* _Supplied text_:
####################

# Feeding schedule?



## minimonkey (Apr 7, 2005)

Hi, all...

So, Persephone & Prospero (herein after referred to as "P&P") will be seven weeks old on Tuesday. P&P are flying like the dickens and get at least a couple of hours a day -- sometimes all day -- in our loft (no pun intended - a 1,200 square foot studio with 12-foot ceilings) for flapping and milling around time. Eyes are bright, shiny, very active and definitely going through their teenage phase (not big right now on cuddling or receiving strokes but will flutter down to our shoulders for a perch). OK, so the question... Now, we leave two good-sized cups of "Pigeon Popcorn" -- a balanced mix of seeds developed for pigeons -- and water in their hut (dimensions are 23" deep x 24" high x 37" wide) available for them throughout the day. Should we be giving them a rationed amount at only certain times throughout the day? Like in the morning when we wake up, put seeds out, and again in early evening before dusk? Or should they have food available to them at all times? We do figure that fresh water should be furnished for them at all times. Any input is greatly appreciated! Also, if y'all like, we're happy to post some recent pictures.  P.S. If interested in the history of our rescued ferals P&P see the following links to threads:

http://www.pigeons.biz/forums/showthread.php?t=10470

http://www.pigeons.biz/forums/showthread.php?t=10166

Thanks!
Mr.&Mrs. MM


----------



## upcd (Mar 12, 2005)

*Spoiled Rotten*

I'm home most of the time and so I fill thier dish when they finsh. It's an all you can eat buffet. And health spa with baths included. A side of pigeon grit would be nice.


----------



## minimonkey (Apr 7, 2005)

Oh, we do grit for sure! Pigeon grit and finely ground oyster shells sprinkled on top. Cuttle bone in hut doesn't seem to inspire them much. Baths included with daily rate, not to mention HBO and Showtime... And there's the in-room coffee maker, but that's reserved for the humans.


----------



## upcd (Mar 12, 2005)

*Cool!*

wAY TO GO! SOUNDS LIKE A GREAT PLACE TO BE A PIGEON.


----------



## pdpbison (Mar 15, 2005)

Sounds good to me minimonkey..!

I would let them have access at all times to all the chow they want.

And just set up a new steralized Water Bowl each day if possible - meaning just one's standard dish washeing routine ( the De-Luxe version of which gets a Bleach-soak or rinse, then being water rinsed ) which then dries out for a day or two between uses.

Sounds like a nice set-up you have for them!

Phil
Las Vegas


----------



## feralpigeon (Feb 14, 2005)

I change the water twice a day and sanitize the bowl when I do w/nalvasan.


----------



## Reti (Jul 20, 2003)

P&P are certainly spoiled, LOL.
A spoiled pij is a happy pij.
Mine also have food out at all times, and fresh water of course. There is a downside though by leaving food out all day and that is they get fat. House pigeons don not get the exercise outdoor pigeons get so another reason they get overweight. And like in all species excess weight comes with problems.

Reti


----------



## pdpbison (Mar 15, 2005)

Hi Reti,


Oh funny...I never thought about Pigeons getting fat...but I guess they could!

####################

* _Listing_:

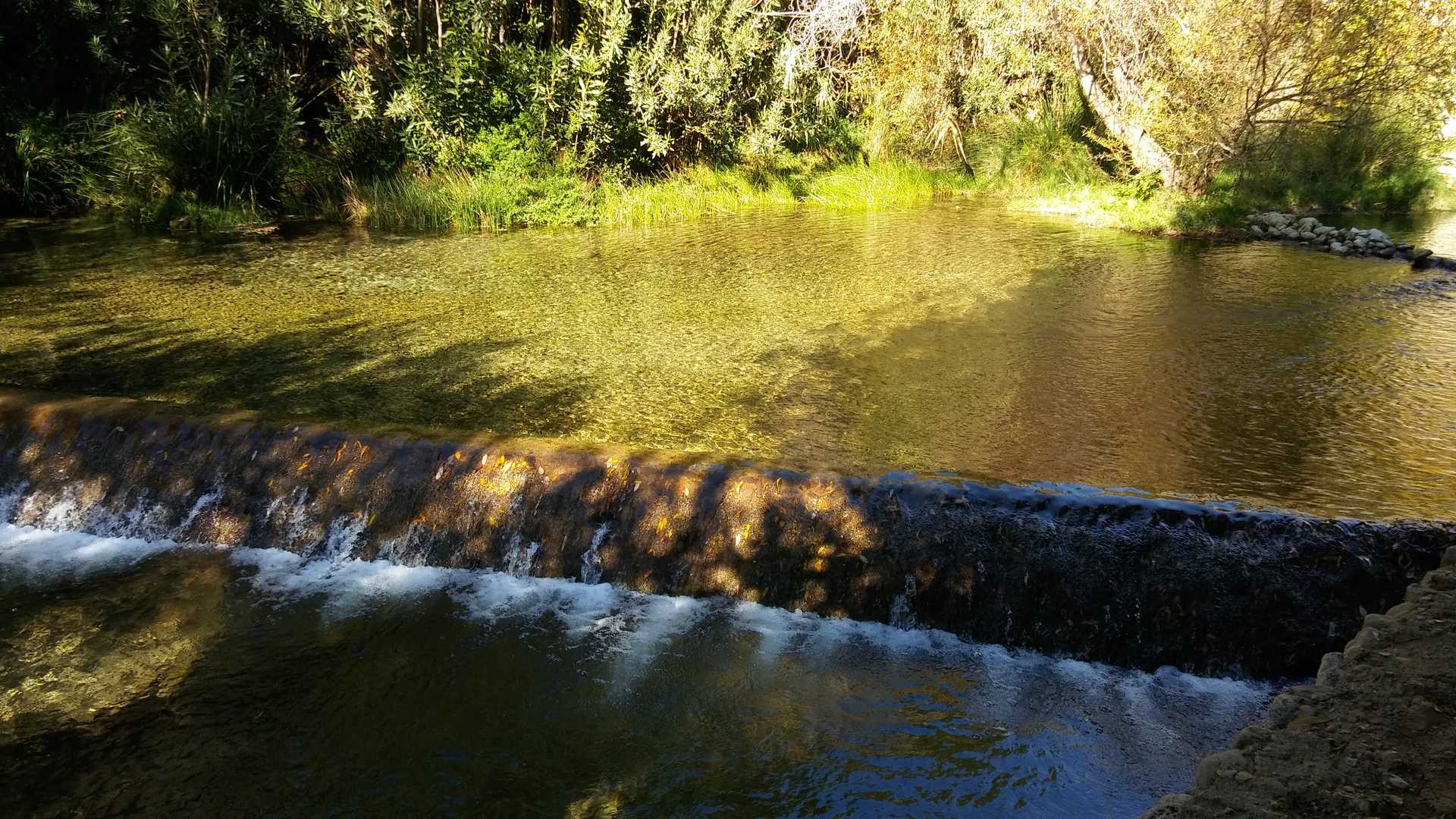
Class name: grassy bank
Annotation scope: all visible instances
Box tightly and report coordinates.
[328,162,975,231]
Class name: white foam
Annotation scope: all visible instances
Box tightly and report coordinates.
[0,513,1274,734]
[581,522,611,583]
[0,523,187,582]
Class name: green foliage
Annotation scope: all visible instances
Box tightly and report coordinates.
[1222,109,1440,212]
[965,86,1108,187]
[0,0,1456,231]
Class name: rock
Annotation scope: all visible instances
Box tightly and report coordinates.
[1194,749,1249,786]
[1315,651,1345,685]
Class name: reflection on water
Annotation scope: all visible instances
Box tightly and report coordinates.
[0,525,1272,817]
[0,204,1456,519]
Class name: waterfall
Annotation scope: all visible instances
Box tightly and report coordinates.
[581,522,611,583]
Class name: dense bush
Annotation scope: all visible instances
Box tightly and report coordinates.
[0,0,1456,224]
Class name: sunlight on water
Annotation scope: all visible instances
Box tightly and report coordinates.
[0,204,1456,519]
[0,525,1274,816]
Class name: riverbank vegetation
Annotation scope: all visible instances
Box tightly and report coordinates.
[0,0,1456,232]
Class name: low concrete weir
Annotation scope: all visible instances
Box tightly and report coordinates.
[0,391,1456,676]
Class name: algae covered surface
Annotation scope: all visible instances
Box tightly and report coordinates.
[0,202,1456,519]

####################

* _Tasks to carry out_:
1. Could you write out the pigeon feeding thread word for word between "I would let" and "two between uses.", inclusive?
2. Can you carry the pigeon feeding thread forward from its last sentence?

* _Outputs in order_:
1.
I would let them have access at all times to all the chow they want.

And just set up a new steralized Water Bowl each day if possible - meaning just one's standard dish washeing routine ( the De-Luxe version of which gets a Bleach-soak or rinse, then being water rinsed ) which then dries out for a day or two between uses.

2.
I was thinking of minimonkey's Birds as being adolescents, who are still filling out...and somewhat thinking of my own roosted-indoors of Flock years ago who spent all day out flying anyway. Some of mine were 'big' but most were svelt. The 'Big' ones were big as Babys and Big as juveniles and big as adults. I do not think any of them were fat, but it makes sense an indoor Bird might put on some extra weight for not flying much.

How fat could one get I wonder? Lol...like a 'ball' with Wings?

Phil
Las Vegas


----------



## Reti (Jul 20, 2003)

LOL, Phil, something like a ball with wings.
You are right, juveniles need lots of nitrition. I was refering when they get older.
Well, I noticed it in my males especially. I have two medium sized former ferals raised from when they were babies and one of them is 480gr. When he lands at the door of his cage the cage shakes. Not to mention when he walks everything jiggles. When he coos he looks like a ball. LOL.
My other male is 440gr. 
The females generally eat less I noticed.
Then I have two former ferals who lived outside for years and they are not exactly fat, they have much more muscle and they controll their eating.
They all have a room to themeselves to free fly all day, but that's not enough of exercise I guess.

Reti


----------



## minimonkey (Apr 7, 2005)

At present, they are in no immediate danger of getting fat -- they do flap around our place a good deal of the time (these days they are out of the hutch more often than not) and they don't seem to be over-eating at all -- if anything, we worry they may not be eating enough. (Their poops became a bit green when we were away on vacation and left them in a neighbor's care -- it still hasn't quite returned to brown, but is khaki-greenish) They seem to eat best when we are watching them, though they are quite capable of eating on their own.


Yesterday, they were out of the hut all day, and when we returned them to the hut in the evening, they ate as if they were starving! Rather silly, as the hut door is always open and they know perfectly well how to get in and out.

We'll keep an eye on their weight as they mature.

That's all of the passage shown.